__Passage given__:

>> start

The United States Census shows 6-in-10 high school seniors head off to college, but just 29 percent of college students over the age of 25 had a bachelors degree.
Only about 50 percent of peole who start college actually finish.
Amanda Carter, a freshman criminal justice major from Houston, dislikes finals week.
“They [professors] don’t consider the fact that I’m a non-traditional student and I have kids,” Carter said.
The consequences of stress can be harmful both physically and emotionally.
Some consequences include grades starting to slip, the loss or increase of appetite and extreme cases of anxiety and depression.
Much of the stress a student experiences is self-induced.
Those who have just left home and are now experiencing more freedom may have trouble managing time, just to show an example.
The number one stresser for students is when students start cramming. It becomes an art as students try to accomplish too many things too late.
Others may have a job or two in order to make ends meet.
Other students have the opposite problem. They engage in the social life college has to offer.
James Pettit, an English professor at ULM said he tries to accomodate h,is students any way he can.
“I believe in the English department we [professors] strive very hard to be considerate,” Pettit said.
“A lot of the work that we do, can be done in the classroom and if there is an assignment to take home we give them plenty of time to complete it,” he continued.
The number of college students who feel overloaded is still growing.
A 2009 spring poll of more than 2,200 students reported that 85 percent of students feel stress on the daily basis.
Finding ways to alleviate stress, like working out or not putting things off to the last minute is a sure fire way to cut stress down. Also, if feeling overloaded, talk to a counselor or a good friend.

>> end

__Data provided__:
>> start

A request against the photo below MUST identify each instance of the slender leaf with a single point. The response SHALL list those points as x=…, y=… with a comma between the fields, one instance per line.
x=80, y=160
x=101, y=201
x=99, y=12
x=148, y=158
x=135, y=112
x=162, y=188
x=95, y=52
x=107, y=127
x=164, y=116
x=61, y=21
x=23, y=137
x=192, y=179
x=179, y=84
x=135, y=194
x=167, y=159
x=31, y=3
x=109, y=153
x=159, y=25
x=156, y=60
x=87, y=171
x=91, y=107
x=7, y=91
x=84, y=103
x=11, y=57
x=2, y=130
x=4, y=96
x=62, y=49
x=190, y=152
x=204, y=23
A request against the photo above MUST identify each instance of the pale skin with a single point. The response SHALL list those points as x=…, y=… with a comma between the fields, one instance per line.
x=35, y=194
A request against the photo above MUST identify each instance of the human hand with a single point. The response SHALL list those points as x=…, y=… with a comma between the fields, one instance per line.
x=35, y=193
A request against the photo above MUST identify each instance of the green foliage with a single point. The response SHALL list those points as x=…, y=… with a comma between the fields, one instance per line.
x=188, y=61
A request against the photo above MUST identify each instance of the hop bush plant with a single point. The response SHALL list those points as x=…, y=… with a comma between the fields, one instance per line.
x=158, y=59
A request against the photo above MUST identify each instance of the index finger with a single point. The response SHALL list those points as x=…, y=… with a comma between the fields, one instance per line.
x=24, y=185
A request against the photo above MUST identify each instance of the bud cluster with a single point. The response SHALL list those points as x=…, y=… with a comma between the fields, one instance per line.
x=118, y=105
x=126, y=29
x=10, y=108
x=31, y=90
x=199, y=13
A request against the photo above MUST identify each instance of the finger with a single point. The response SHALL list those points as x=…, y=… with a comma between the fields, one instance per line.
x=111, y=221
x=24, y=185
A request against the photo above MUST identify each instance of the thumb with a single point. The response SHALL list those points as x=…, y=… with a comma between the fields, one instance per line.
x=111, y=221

>> end

__Stated exercise A__: According to the passage on college student stress, what percentage of students in the 2009 spring poll reported feeling stress on a daily basis?
__Stated exercise B__: List every figure in the passage on college student stress that is given as a percent.
__Stated exercise C__: Output a word-for-word copy of part of the passage on college student stress, starting at the words "The number one" and stopping after "has to offer.".
The records aren't needed for the work here.

__Correct output A__: 85 percent

__Correct output B__: 29 percent, 50 percent, 85 percent

__Correct output C__:
The number one stresser for students is when students start cramming. It becomes an art as students try to accomplish too many things too late.
Others may have a job or two in order to make ends meet.
Other students have the opposite problem. They engage in the social life college has to offer.